Pointing entries for labeled objects:
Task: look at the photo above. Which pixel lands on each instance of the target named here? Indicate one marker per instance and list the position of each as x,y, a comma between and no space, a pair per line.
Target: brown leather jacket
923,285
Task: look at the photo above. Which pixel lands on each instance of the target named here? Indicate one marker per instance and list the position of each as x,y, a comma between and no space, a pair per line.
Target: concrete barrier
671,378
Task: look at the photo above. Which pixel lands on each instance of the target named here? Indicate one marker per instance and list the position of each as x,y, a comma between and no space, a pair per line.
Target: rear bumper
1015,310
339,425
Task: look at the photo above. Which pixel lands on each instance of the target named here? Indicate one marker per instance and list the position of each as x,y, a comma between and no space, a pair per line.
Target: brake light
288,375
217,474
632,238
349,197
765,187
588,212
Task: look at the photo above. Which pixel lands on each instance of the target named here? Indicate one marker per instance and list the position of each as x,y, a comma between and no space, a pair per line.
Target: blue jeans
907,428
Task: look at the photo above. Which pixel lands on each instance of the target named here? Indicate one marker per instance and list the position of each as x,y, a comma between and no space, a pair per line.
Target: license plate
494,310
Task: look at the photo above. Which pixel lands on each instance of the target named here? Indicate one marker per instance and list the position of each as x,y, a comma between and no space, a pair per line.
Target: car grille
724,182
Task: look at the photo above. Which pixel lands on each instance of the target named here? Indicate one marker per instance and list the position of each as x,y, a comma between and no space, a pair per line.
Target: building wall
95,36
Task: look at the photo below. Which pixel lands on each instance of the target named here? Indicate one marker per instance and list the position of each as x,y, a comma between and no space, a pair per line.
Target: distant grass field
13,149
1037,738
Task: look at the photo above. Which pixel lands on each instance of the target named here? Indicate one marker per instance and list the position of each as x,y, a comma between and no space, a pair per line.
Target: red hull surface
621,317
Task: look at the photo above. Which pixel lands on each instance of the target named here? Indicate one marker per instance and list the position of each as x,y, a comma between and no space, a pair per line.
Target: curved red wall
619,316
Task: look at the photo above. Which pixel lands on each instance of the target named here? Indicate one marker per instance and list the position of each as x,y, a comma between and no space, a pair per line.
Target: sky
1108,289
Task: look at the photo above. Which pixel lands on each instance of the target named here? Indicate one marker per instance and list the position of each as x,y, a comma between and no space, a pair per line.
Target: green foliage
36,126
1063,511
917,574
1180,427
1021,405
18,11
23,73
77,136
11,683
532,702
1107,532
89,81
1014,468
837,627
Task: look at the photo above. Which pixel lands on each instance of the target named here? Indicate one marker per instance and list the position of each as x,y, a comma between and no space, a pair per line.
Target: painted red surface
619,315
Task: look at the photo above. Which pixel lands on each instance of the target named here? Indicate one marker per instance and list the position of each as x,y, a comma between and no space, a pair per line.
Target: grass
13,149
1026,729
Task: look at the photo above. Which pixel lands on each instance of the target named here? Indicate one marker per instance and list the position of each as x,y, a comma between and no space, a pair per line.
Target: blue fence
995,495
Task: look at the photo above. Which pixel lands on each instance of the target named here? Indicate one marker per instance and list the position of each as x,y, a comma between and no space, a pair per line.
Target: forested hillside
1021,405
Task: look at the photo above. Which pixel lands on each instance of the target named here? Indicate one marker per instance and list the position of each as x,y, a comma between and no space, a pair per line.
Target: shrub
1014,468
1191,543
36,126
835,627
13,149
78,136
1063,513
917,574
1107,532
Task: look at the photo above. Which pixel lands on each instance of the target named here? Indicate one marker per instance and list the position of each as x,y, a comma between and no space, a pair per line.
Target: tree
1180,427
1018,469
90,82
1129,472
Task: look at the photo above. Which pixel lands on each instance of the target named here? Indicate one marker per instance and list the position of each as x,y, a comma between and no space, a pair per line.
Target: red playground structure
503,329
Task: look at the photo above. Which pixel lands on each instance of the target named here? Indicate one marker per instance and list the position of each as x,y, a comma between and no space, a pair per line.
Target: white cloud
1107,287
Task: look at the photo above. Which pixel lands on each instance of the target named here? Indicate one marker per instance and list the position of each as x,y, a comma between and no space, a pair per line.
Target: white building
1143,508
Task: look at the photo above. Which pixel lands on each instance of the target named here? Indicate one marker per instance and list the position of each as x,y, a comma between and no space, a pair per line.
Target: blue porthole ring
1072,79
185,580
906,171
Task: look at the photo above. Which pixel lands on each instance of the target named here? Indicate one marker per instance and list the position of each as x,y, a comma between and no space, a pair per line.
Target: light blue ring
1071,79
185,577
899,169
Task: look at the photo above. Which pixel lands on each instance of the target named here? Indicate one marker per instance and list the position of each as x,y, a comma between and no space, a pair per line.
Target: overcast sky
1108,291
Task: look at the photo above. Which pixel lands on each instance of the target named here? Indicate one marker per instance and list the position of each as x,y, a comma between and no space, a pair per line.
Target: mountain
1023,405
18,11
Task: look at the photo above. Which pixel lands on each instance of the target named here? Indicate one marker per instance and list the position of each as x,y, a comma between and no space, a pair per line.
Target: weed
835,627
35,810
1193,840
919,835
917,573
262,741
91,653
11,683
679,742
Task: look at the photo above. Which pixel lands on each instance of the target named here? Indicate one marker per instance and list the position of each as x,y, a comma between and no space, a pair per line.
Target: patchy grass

Given task: Please state how many lines of the material above contain the string "building", with case counting, and give only the number.

Result of this task: 2